WHAT IS EXPECTED
Lay out as a numbered list, with blank lines omitted, the lines from the one containing "Mark one point on each instance of the glass" through the one containing "pixel 270 199", both included.

Entries from a point annotation set:
+++++
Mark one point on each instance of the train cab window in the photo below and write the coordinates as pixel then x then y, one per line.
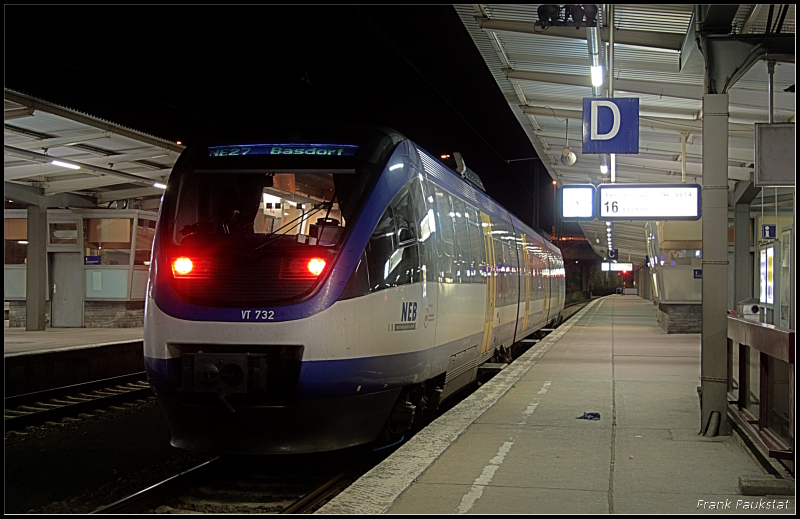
pixel 392 253
pixel 463 247
pixel 447 237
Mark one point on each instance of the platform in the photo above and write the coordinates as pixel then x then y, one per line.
pixel 56 357
pixel 19 341
pixel 516 446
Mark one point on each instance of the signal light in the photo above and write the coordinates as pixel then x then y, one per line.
pixel 182 266
pixel 316 265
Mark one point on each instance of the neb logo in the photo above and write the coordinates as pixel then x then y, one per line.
pixel 409 311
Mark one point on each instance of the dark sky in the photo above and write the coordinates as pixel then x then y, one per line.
pixel 177 71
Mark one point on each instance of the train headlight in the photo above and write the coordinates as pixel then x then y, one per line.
pixel 316 265
pixel 182 266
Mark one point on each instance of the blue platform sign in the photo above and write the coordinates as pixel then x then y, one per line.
pixel 610 125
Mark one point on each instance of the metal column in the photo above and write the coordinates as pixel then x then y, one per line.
pixel 36 271
pixel 713 374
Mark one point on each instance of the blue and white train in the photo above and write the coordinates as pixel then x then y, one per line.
pixel 316 289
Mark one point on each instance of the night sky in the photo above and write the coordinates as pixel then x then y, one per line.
pixel 178 71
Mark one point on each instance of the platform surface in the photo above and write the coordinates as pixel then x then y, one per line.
pixel 19 341
pixel 516 446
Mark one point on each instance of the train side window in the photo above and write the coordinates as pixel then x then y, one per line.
pixel 404 218
pixel 380 248
pixel 463 248
pixel 477 246
pixel 392 252
pixel 423 211
pixel 358 284
pixel 447 235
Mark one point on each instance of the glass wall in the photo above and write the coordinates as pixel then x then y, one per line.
pixel 15 233
pixel 107 240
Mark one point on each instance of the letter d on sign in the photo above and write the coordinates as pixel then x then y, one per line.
pixel 614 128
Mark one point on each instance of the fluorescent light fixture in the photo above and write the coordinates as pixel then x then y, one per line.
pixel 65 165
pixel 597 76
pixel 270 199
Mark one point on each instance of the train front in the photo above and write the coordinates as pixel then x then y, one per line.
pixel 255 241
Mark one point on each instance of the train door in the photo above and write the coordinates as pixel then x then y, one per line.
pixel 523 314
pixel 547 282
pixel 423 212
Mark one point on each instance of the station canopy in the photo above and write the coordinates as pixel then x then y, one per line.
pixel 116 164
pixel 545 74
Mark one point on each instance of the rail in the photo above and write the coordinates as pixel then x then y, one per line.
+++++
SOLUTION
1. Mark one point on each instance of the glass wall in the photo above and write the coordinates as pixel then x then y, one per line.
2. pixel 15 233
3. pixel 107 240
4. Mark one point on each instance of the letter d on sign in the photo above and write the coordinates as pixel then x then y, one per line.
5. pixel 614 128
6. Mark one point on each instance of the fluorescent light fixture in the photo above and write the coordinates as pixel then x then y, one per line.
7. pixel 65 165
8. pixel 597 76
9. pixel 270 199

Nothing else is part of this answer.